------ RECORD SET ------
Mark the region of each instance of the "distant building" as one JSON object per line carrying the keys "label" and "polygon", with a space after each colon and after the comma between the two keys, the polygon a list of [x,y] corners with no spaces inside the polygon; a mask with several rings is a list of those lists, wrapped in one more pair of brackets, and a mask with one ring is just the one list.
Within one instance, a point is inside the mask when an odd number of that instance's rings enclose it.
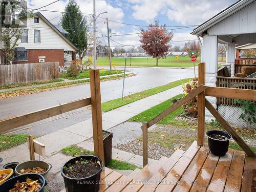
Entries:
{"label": "distant building", "polygon": [[[27,24],[17,42],[12,64],[58,61],[63,66],[65,55],[69,54],[71,59],[75,60],[78,49],[67,38],[69,33],[61,26],[53,25],[39,12],[28,19]],[[1,51],[0,65],[3,65],[5,53]]]}

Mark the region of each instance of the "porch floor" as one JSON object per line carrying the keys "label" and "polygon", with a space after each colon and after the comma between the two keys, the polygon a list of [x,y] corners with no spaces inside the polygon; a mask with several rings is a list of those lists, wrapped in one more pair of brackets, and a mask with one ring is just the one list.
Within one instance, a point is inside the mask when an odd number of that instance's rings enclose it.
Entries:
{"label": "porch floor", "polygon": [[177,150],[132,175],[105,168],[100,191],[256,191],[256,158],[229,149],[217,157],[195,141],[188,150]]}

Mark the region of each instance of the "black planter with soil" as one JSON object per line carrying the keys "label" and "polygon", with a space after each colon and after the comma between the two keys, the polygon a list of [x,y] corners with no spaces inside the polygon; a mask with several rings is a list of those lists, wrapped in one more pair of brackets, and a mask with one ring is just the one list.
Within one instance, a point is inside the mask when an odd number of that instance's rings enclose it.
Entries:
{"label": "black planter with soil", "polygon": [[224,156],[228,151],[229,140],[232,138],[228,133],[221,130],[210,130],[206,132],[209,148],[217,156]]}
{"label": "black planter with soil", "polygon": [[103,145],[105,165],[109,165],[112,158],[112,133],[103,131]]}
{"label": "black planter with soil", "polygon": [[[47,182],[46,181],[44,177],[41,175],[37,174],[28,174],[22,175],[19,175],[13,177],[11,179],[6,181],[5,182],[0,185],[0,191],[9,191],[9,190],[13,189],[15,184],[19,181],[19,182],[25,182],[28,179],[32,180],[33,181],[36,181],[40,184],[40,187],[37,192],[44,192],[45,191],[45,186],[47,185]],[[16,185],[17,186],[20,186],[22,185]],[[16,191],[23,191],[18,190]]]}
{"label": "black planter with soil", "polygon": [[66,191],[98,191],[102,168],[102,161],[93,155],[83,155],[70,160],[61,170]]}

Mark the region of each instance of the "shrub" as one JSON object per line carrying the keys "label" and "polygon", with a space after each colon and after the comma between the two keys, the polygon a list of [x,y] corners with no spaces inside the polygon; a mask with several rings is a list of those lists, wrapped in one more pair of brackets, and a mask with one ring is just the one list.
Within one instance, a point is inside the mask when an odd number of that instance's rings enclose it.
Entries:
{"label": "shrub", "polygon": [[79,67],[76,63],[71,63],[69,69],[67,71],[68,77],[76,77],[79,73]]}
{"label": "shrub", "polygon": [[[198,87],[198,79],[194,78],[186,84],[182,84],[183,96],[186,96]],[[192,99],[182,105],[184,111],[188,116],[197,117],[197,97]]]}
{"label": "shrub", "polygon": [[240,104],[241,109],[244,111],[240,116],[240,119],[247,120],[250,124],[252,123],[256,123],[256,103],[255,102],[242,100],[240,99],[235,99],[234,102]]}

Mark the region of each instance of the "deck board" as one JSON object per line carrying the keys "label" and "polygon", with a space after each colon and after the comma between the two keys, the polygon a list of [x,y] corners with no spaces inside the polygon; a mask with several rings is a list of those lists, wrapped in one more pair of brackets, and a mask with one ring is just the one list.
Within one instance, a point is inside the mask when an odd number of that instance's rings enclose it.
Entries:
{"label": "deck board", "polygon": [[208,148],[204,146],[200,148],[174,189],[174,192],[189,191],[208,154],[209,150]]}
{"label": "deck board", "polygon": [[100,192],[254,192],[256,158],[230,148],[216,156],[195,141],[186,152],[177,150],[128,177],[105,167],[101,179]]}
{"label": "deck board", "polygon": [[134,177],[132,181],[123,189],[123,191],[131,192],[139,191],[144,186],[145,181],[148,181],[161,168],[161,166],[166,163],[168,159],[162,157],[156,164],[147,164],[144,166],[140,173]]}
{"label": "deck board", "polygon": [[216,168],[219,158],[219,157],[216,156],[211,153],[209,154],[203,167],[192,186],[190,191],[204,192],[206,190],[214,175],[215,168]]}
{"label": "deck board", "polygon": [[122,176],[122,174],[117,172],[113,171],[110,174],[102,179],[99,191],[104,191],[110,186],[121,177]]}
{"label": "deck board", "polygon": [[229,148],[225,156],[220,157],[207,192],[223,191],[233,153],[234,150]]}
{"label": "deck board", "polygon": [[[242,182],[242,192],[256,191],[256,174],[253,174],[253,170],[254,172],[256,172],[256,158],[246,156]],[[254,181],[254,185],[252,186],[253,180]]]}
{"label": "deck board", "polygon": [[194,141],[162,180],[162,182],[157,187],[156,191],[173,190],[200,148],[200,146],[197,145],[197,142]]}
{"label": "deck board", "polygon": [[234,151],[227,182],[225,186],[224,192],[239,192],[240,191],[245,156],[245,153],[244,152]]}
{"label": "deck board", "polygon": [[158,184],[182,156],[184,152],[184,151],[176,150],[172,156],[168,158],[168,160],[166,163],[163,164],[160,168],[152,176],[151,179],[148,181],[148,183],[146,185],[144,185],[143,187],[140,190],[140,192],[154,191],[153,189],[155,189],[157,186]]}

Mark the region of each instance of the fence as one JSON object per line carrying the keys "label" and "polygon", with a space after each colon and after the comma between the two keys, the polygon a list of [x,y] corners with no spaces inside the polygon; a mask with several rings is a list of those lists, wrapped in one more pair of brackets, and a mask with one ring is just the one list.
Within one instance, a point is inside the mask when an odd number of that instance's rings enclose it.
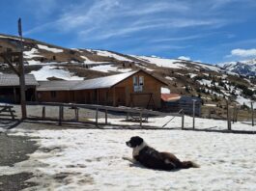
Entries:
{"label": "fence", "polygon": [[[182,118],[182,124],[181,127],[184,128],[184,123],[185,123],[185,114],[183,111],[177,112],[177,113],[162,113],[158,111],[153,111],[153,110],[147,110],[147,109],[139,109],[139,108],[130,108],[130,107],[112,107],[112,106],[104,106],[104,105],[94,105],[94,104],[73,104],[73,103],[52,103],[52,102],[28,102],[28,105],[34,105],[34,106],[42,106],[42,113],[40,116],[34,116],[28,118],[29,120],[49,120],[46,118],[46,112],[47,112],[47,107],[57,107],[58,111],[55,110],[55,114],[58,112],[58,117],[57,119],[51,118],[51,121],[56,121],[58,123],[61,125],[63,123],[69,123],[71,121],[68,121],[64,118],[64,110],[65,108],[67,109],[73,109],[73,123],[81,123],[80,121],[80,109],[91,109],[94,110],[94,119],[95,122],[83,122],[86,123],[93,123],[95,126],[99,126],[100,124],[102,125],[107,125],[108,123],[108,114],[109,113],[118,113],[124,114],[122,117],[124,117],[124,120],[128,120],[130,116],[132,116],[132,119],[135,119],[135,123],[138,123],[140,127],[156,127],[156,126],[149,126],[143,124],[145,120],[143,120],[144,117],[149,117],[149,116],[172,116],[172,117],[181,117]],[[99,113],[104,114],[104,123],[100,123],[99,122]],[[112,124],[111,124],[112,125]],[[122,124],[119,124],[122,125]],[[165,124],[166,125],[166,124]],[[164,125],[164,126],[165,126]],[[162,128],[164,127],[162,126]]]}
------
SET PROBLEM.
Please state how many lines of the listing contain the string "building", treating uppercase and lowercase as different, and reply with the number alone.

COMPLETE OUTPUT.
2